**Source document**
========================

Things look as I would expect: ranking happens round-robin through the cpu 
cores. Now, here's a map by socket example:

$> mpirun -n 128 --map-by socket --report-bindings true
[gr0649.localdomain:119926] MCW rank 0 bound to socket 0[core 0[hwt 0]]: 
[B/././././././././././././././././.][./././././././././././././././././.]
[gr0649.localdomain:119926] MCW rank 1 bound to socket 1[core 18[hwt 0]]: 
[./././././././././././././././././.][B/././././././././././././././././.]
[gr0649.localdomain:119926] MCW rank 2 bound to socket 0[core 1[hwt 0]]: 
[./B/./././././././././././././././.][./././././././././././././././././.]
...output snipped...

Why is rank 1 on a different socket? I know I am mapping by socket in this example, but, 
fundamentally, nothing should really be different in terms of ranking, correct? The same number of 
processes are available on each host as in the first example, and available in the same locations. 
How is "slot" different in this case? If I use "--rank-by core," I recover the 
output from the first example.

I thought that maybe "--rank-by slot" might be following something laid down by 
"--map-by", but the following example shows that isn't completely correct, either:

$> mpirun -n 128 --map-by socket:span --report-bindings true
[gr0649.localdomain:119319] MCW rank 0 bound to socket 0[core 0[hwt 0]]: 
[B/././././././././././././././././.][./././././././././././././././././.]
[gr0649.localdomain:119319] MCW rank 1 bound to socket 1[core 18[hwt 0]]: 
[./././././././././././././././././.][B/././././././././././././././././.]
[gr0649.localdomain:119319] MCW rank 2 bound to socket 0[core 1[hwt 0]]: 
[./B/./././././././././././././././.][./././././././././././././././././.]
...output snipped...

If ranking by slot were somehow following something left over by mapping, I would have 
expected rank 2 to end up on a different host. So, now I don't know what to expect from 
using "--rank-by slot." Does anyone have any pointers?

Thank you for the help!
David

--
David Shrader
HPC-ENV High Performance Computer Systems
Los Alamos National Lab
Email: dshrader  lanl.gov

___
users mailing list
users@lists.open-mpi.org
https://rfd.newmexicoconsortium.or

Re: [OMPI users] question about "--rank-by slot" behavior

2016-11-30 Thread r...@open-mpi.org
“slot’ never became equivalent to “socket”, or to “core”. Here is what happened:

*for your first example: the mapper assigns the first process to the first node 
because there is a free core there, and you said to map-by core. It goes on to 
assign the second process to the second core, and the third process to the 
third core, etc. until we reach the defined #procs for that node (i.e., the 
number of assigned “slots” for that node). When it goes to rank the procs, the 
ranker starts with the first process assigned on the first node - this process 
occupies the first “slot”, and so it gets rank 0. The ranker then assigns rank 
1 to the second process it assigned to the first node, as that process occupies 
the second “slot”. Etc.

========================

**Stored records**

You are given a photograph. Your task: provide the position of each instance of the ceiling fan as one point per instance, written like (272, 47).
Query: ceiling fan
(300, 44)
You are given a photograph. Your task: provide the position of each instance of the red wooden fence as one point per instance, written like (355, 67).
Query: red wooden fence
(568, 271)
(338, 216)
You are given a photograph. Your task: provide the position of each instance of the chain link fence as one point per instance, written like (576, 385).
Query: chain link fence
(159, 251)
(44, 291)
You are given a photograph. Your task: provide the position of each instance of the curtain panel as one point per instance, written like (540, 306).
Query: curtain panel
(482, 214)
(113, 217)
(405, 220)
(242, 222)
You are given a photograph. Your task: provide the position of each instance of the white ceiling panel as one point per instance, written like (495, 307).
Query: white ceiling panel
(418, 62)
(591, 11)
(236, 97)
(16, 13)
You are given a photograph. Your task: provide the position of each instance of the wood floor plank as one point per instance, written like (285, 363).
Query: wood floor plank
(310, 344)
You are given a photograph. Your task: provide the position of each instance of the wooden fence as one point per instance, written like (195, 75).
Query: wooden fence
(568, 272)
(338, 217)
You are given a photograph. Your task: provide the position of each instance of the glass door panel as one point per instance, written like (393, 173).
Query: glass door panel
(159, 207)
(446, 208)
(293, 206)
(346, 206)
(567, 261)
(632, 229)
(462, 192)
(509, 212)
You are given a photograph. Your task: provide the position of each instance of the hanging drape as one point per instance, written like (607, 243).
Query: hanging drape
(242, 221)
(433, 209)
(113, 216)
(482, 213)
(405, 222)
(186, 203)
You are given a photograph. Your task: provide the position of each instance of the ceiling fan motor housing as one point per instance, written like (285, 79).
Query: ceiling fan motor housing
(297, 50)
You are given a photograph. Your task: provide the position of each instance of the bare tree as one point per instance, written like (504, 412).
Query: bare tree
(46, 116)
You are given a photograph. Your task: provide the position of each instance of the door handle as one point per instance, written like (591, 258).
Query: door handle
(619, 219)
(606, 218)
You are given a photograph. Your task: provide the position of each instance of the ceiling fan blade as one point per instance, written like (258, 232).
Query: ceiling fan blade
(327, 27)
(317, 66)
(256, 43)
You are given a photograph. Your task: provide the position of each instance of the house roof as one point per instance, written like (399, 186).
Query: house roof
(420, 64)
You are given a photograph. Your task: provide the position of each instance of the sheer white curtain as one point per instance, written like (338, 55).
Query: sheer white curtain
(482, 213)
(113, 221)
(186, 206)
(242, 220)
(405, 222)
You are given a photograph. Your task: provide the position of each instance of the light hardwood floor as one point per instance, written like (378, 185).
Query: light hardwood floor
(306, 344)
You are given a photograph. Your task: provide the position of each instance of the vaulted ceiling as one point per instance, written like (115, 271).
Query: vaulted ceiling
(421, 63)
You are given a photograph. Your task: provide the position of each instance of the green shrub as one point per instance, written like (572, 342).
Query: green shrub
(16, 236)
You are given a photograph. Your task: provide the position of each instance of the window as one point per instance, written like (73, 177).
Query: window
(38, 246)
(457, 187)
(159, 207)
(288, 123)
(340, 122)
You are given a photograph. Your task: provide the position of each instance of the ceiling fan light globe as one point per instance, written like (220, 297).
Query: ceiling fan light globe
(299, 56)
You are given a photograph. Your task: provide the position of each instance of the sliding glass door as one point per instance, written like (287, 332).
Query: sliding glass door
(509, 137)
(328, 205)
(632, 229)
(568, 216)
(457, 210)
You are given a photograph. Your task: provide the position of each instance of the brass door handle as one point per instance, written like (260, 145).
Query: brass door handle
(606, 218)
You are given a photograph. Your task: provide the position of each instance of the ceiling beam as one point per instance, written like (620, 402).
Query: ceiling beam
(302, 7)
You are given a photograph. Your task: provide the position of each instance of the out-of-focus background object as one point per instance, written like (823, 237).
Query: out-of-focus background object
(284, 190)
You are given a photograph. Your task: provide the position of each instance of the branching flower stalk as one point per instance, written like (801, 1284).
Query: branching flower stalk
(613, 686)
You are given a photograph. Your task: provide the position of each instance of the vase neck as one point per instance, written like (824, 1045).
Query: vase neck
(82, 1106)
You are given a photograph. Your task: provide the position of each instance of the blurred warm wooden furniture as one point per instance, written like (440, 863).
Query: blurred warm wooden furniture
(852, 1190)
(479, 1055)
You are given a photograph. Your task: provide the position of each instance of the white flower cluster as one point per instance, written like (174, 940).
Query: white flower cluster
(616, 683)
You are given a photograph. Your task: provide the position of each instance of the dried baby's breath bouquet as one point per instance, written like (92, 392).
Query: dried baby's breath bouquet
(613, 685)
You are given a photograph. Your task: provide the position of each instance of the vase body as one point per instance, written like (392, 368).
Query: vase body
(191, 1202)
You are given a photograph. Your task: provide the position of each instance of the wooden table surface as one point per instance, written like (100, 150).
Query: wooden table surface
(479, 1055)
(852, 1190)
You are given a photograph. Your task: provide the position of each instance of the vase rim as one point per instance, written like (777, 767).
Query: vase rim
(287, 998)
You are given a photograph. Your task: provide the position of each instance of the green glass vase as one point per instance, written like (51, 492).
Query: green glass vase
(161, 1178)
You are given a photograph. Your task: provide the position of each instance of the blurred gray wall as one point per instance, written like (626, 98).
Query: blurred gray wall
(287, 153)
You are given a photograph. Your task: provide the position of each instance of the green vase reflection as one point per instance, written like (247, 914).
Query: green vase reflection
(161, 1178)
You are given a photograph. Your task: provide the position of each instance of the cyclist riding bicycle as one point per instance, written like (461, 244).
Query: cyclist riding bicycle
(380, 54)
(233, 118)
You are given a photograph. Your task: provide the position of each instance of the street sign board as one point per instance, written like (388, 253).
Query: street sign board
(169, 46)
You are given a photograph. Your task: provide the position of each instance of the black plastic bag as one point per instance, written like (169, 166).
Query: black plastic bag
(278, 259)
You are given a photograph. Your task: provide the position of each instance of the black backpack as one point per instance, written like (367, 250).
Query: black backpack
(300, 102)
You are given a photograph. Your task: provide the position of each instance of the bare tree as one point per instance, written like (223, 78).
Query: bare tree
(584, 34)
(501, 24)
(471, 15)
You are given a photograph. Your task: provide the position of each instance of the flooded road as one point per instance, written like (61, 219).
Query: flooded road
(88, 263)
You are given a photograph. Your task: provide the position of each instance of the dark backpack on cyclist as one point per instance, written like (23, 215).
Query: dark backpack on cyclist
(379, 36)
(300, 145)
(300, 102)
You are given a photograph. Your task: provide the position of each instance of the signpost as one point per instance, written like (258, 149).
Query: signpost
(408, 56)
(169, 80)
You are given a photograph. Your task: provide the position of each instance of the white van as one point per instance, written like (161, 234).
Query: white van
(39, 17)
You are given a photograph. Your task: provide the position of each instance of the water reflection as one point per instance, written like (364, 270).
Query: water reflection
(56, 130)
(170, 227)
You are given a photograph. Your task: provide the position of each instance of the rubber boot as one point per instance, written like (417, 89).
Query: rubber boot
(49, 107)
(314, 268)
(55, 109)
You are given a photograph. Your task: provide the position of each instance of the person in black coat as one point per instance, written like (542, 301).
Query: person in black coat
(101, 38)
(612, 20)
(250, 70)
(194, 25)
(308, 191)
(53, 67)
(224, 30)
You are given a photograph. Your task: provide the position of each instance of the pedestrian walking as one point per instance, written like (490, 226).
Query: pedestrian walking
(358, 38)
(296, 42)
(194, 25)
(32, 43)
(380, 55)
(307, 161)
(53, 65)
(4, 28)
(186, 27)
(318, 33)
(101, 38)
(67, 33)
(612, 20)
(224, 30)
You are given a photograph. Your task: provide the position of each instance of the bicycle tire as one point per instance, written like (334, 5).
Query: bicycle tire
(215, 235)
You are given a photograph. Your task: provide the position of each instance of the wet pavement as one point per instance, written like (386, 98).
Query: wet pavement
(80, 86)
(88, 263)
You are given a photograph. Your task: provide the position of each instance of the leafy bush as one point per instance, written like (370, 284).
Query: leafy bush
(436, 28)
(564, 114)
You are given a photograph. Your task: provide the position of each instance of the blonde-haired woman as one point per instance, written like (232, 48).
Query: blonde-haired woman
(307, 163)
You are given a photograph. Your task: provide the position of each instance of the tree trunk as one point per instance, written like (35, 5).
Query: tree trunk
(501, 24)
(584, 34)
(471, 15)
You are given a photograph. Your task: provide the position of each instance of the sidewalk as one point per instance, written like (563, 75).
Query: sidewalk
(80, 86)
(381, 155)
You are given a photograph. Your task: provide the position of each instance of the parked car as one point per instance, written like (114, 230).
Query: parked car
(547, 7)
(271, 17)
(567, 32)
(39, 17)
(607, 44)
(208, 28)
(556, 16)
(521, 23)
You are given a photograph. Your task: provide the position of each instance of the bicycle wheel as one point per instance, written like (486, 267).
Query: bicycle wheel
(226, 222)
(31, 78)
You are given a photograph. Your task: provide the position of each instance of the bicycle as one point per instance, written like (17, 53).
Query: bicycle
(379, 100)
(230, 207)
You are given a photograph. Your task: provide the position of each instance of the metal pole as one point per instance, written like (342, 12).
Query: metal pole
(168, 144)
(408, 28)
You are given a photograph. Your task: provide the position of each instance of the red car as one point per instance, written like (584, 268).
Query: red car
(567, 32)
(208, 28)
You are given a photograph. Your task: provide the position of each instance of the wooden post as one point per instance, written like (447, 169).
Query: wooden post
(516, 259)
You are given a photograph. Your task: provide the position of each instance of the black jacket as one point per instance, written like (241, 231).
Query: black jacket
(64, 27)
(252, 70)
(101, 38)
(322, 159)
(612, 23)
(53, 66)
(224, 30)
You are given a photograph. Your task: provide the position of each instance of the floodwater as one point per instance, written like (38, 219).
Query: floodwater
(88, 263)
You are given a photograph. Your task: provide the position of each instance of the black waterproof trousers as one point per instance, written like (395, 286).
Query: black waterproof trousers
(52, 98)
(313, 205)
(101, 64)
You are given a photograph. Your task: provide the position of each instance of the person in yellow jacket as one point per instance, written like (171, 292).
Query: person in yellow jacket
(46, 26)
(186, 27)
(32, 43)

========================

**Instructions to follow**
Can you repeat, word for word, everything in the mailing-list thread from "Why is rank" down to "the same locations."? Rely on the mailing-list thread alone.

**Response for this exercise**
Why is rank 1 on a different socket? I know I am mapping by socket in this example, but, 
fundamentally, nothing should really be different in terms of ranking, correct? The same number of 
processes are available on each host as in the first example, and available in the same locations.